++++ TEXTE SUPPORT ++++
Noumbié Koné, notable de Toumousséni : « Le baobab sacré ne répond pas aux vœux d’un sorcier »

Noumbié Koné, gardien du baobab sacré : « Si je tombe malade et on m’envoie à l’hôpital, c’est mon cadavre qui reviendra à la maison »

Noumbié Koné ou l’enfant de la faim en langue turka, est né le 4 août 1948. Il est le 11e gardien du baobab sacré de Toumousséni, localité située à une dizaine de kilomètres de Banfora, chef-lieu de la région des Cascades. Aux dires de ce septuagénaire, le baobab lui a donné 14 enfants, des richesses et assure sa sécurité. Ce baobab sacré est censé résoudre n’importe quel problème et attire ainsi du beau monde. Dans cet entretien, M. Koné revient sur l’importance de ce patrimoine culturel, évoque ses relations avec les esprits du baobab avec qui il échange régulièrement et les secrets à lui révélés par ces êtres invisibles.

Carrefour africain (C.A) : Qu’est-ce qui vous amène à garder, comme un trésor, ce vieux baobab dressé devant votre cour ?

Noumbié Koné (N.K) : Je garde le baobab parce que c’est le patrimoine culturel de mes ancêtres. Son importance, c’est la protection, le bonheur et la santé qu’il accorde à toute personne qui se confie à lui. Celui qui a un vœu, qu’il m’apporte son poulet blanc. Les besoins de ton cœur, il faut en parler au baobab. Et gare à l’ennemi qui va vouloir gâter ton travail. Il est foutu. Vous allez rentrer dans cette « chambre climatisée » (NDLR : trou), vous verrez l’antenne sacrée qui établit le réseau entre les génies et moi. Tout ce qu’on demande à ce baobab, il répond. On ne va jamais oublier cet arbre. Il représente les traces de nos ancêtres et nous aussi, suivons ces traces.

C. A : Quel est l’âge de cet arbre mystique ?
++++
- ACTION DEMANDÉE 1:
Répondez à ces questions d'après l'entretien sur le baobab sacré :
(a) À quelle date Noumbié Koné est-il né ?
(b) À quelle distance de Banfora se trouve Toumousséni ?
(c) Que doit apporter à Noumbié Koné celui qui a un vœu ?
- ACTION DEMANDÉE 2:
Prolongez l'entretien sur le baobab sacré de Toumousséni à partir de la dernière phrase.
Le matériel n'a aucun rôle dans ce travail.
++++ BLOC DE DONNÉES ++++
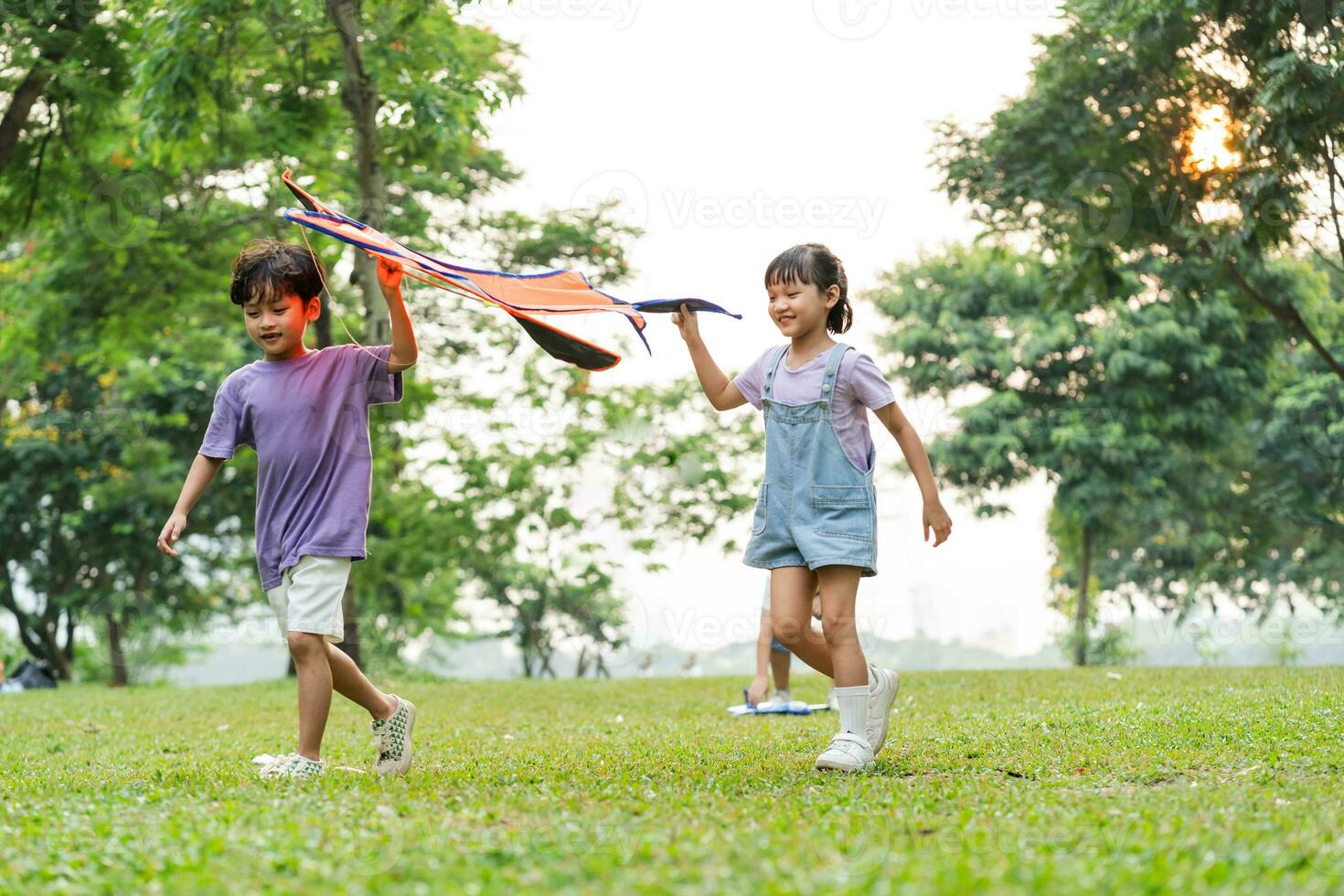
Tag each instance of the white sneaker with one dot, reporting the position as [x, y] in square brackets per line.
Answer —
++++
- ZONE DE RÉPONSE 1:
(a) Le 4 août 1948.
(b) À une dizaine de kilomètres.
(c) Son poulet blanc.

- ZONE DE RÉPONSE 2:
N. K : Je suis le plus jeune gardien de ce baobab. A propos de son âge, on ne peut pas parler de 1000 ans, peut-être dans les 2000 ans. L’arrivée de Samory Touré dans ce village a poussé nos ancêtres à se réfugier dans le trou de ce baobab. Le baobab a dit, jamais personne ne sera réduit en esclavage dans ce village. Il a réclamé son poulet blanc, symbole de l’alliance entre nos ancêtres et lui. Moi, Noumbié Koné, je suis le vieux gardien du « palais royal ». L’année de ma naissance, les criquets ont ravagé les récoltes et il n’y avait plus rien dans les champs. Mon papa a dit : tu es né trouvé que le maïs et le mil sont gâtés, qu’est-ce que tu vas manger pour devenir quelqu’un ? Tu es l’enfant de la faim, d’où mon nom Noumbié. Maintenant, il me reste quelques années pour avoir 80 ans. Avec mon baobab, on se communique bien. Vers minuit, il m’appelle et je rentre dans ce trou pour qu’on se parle. Si je sonne la cloche, les esprits du baobab me répondent. Ils me parlent parce que c’est eux qui m’ont choisi. Ils me parlent en disant ceci : mon fils, touche l’antenne, tu seras mon 11e gardien. Si je dis aux abeilles de sortir, elles vont envahir tout le village tout de suite.

C. A : Il semble que ce baobab sacré répond à tous les vœux. Il vous a certainement comblé de bonheur.

N. K : Ce baobab m’a donné un grand bonheur. Il a donné la santé à ma famille et aussi un peu de richesses. Quand je fais quelque chose, même si c’est peu, ça réussit. Si un enfant tombe malade, je rentre dans le baobab pour lui donner l’eau sacrée à boire et il est guéri. C’est maintenant que mes femmes accouchent à la maternité à cause des actes de naissance. Sinon, le baobab m’a donné deux épouses et 14 enfants. Je l’ai supplié de ne plus me donner d’enfants encore. J’ai un âge avancé, qui va les nourrir ?

C. A : Le baobab va les nourrir, n’est-ce pas ?

N. K : Mais il faut être sage et raisonnable aussi.

C. A : Des personnalités comme des anonymes viennent-ils chercher du soutien auprès du baobab sacré ?

N. K : Bien sûr. Le baobab ne fait aucune exception. Il répond aux vœux de tous ceux qui se confient à lui. Les hommes politiques et autres sont fréquents ici. Renseignez-vous auprès de Mme le gouverneur de la région des Cascades, elle était là avec ses gardes du corps. Elle a promis installer une plaque qui va indiquer le site. Mais jusqu’à présent, je n’ai rien vu.

C. A : Les feuilles du baobab servent à préparer de la sauce et les fruits sont utilisés pour faire du jus ou préparer de la bouillie. Au regard du caractère sacré de cet arbre, est-ce que leur consommation est permise?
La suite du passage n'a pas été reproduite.